RECORDS FOR THIS EXERCISE:
+ + + + + + +
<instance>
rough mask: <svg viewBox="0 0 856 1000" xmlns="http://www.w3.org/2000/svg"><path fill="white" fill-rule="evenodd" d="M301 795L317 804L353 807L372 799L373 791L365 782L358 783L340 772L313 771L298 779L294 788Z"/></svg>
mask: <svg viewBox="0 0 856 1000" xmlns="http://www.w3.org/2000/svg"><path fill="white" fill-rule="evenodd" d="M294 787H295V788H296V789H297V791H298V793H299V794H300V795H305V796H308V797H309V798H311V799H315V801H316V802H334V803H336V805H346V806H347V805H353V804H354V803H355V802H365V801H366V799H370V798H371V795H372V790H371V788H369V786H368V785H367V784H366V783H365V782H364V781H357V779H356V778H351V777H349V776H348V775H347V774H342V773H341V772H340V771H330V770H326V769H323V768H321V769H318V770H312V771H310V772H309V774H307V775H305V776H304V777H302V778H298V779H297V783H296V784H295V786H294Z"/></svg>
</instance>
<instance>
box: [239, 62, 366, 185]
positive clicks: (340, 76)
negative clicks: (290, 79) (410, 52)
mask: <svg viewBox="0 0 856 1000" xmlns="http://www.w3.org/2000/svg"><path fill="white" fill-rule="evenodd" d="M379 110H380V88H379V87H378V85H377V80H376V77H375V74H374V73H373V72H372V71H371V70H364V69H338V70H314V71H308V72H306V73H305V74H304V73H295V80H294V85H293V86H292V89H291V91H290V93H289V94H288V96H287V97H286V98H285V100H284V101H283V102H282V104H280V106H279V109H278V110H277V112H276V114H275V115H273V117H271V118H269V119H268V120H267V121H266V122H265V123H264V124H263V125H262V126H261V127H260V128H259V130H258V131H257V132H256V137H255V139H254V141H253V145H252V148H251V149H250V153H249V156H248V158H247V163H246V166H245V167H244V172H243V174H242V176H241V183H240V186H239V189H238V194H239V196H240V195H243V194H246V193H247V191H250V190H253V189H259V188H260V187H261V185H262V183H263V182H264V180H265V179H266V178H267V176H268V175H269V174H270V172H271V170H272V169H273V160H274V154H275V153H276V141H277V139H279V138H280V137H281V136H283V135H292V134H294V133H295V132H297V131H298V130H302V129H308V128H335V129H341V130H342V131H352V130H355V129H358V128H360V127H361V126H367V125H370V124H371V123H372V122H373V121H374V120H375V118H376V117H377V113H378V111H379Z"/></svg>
+ + + + + + +
WORK ITEM:
The answer is the full data, repeated exactly as shown.

EXERCISE RESPONSE:
<instance>
rough mask: <svg viewBox="0 0 856 1000" xmlns="http://www.w3.org/2000/svg"><path fill="white" fill-rule="evenodd" d="M301 795L317 804L353 807L372 799L373 791L365 782L358 783L340 772L313 771L298 779L294 788Z"/></svg>
mask: <svg viewBox="0 0 856 1000" xmlns="http://www.w3.org/2000/svg"><path fill="white" fill-rule="evenodd" d="M294 787H295V788H296V789H297V791H298V793H299V794H300V795H305V796H308V797H309V798H311V799H315V801H316V802H334V803H336V805H346V806H347V805H353V804H354V803H355V802H365V801H366V799H370V798H371V795H372V790H371V788H369V786H368V785H367V784H366V783H365V782H364V781H357V779H356V778H351V777H349V776H348V775H347V774H342V773H341V772H340V771H330V770H326V769H323V768H321V769H318V770H312V771H310V772H309V774H307V775H305V776H304V777H302V778H298V779H297V783H296V784H295V786H294Z"/></svg>
</instance>
<instance>
box: [239, 62, 366, 185]
positive clicks: (340, 76)
negative clicks: (290, 79) (410, 52)
mask: <svg viewBox="0 0 856 1000" xmlns="http://www.w3.org/2000/svg"><path fill="white" fill-rule="evenodd" d="M379 110H380V88H379V87H378V85H377V80H376V77H375V74H374V73H373V72H372V71H371V70H364V69H338V70H314V71H308V72H306V73H305V74H304V73H295V80H294V85H293V86H292V89H291V91H290V93H289V94H288V96H287V97H286V98H285V100H284V101H283V102H282V104H280V106H279V109H278V110H277V112H276V114H275V115H273V117H271V118H269V119H268V120H267V121H266V122H265V123H264V124H263V125H262V126H261V127H260V128H259V130H258V131H257V132H256V137H255V139H254V141H253V145H252V148H251V149H250V153H249V156H248V158H247V163H246V166H245V167H244V172H243V174H242V176H241V183H240V186H239V189H238V194H239V196H240V195H243V194H246V193H247V191H250V190H253V189H259V188H260V187H261V185H262V183H263V182H264V180H265V179H266V178H267V176H268V175H269V174H270V172H271V170H272V169H273V160H274V154H275V153H276V141H277V139H279V138H280V137H281V136H283V135H292V134H294V133H295V132H297V131H298V130H302V129H308V128H335V129H341V130H342V131H352V130H355V129H358V128H360V127H361V126H367V125H370V124H371V123H372V122H373V121H374V120H375V118H376V117H377V113H378V111H379Z"/></svg>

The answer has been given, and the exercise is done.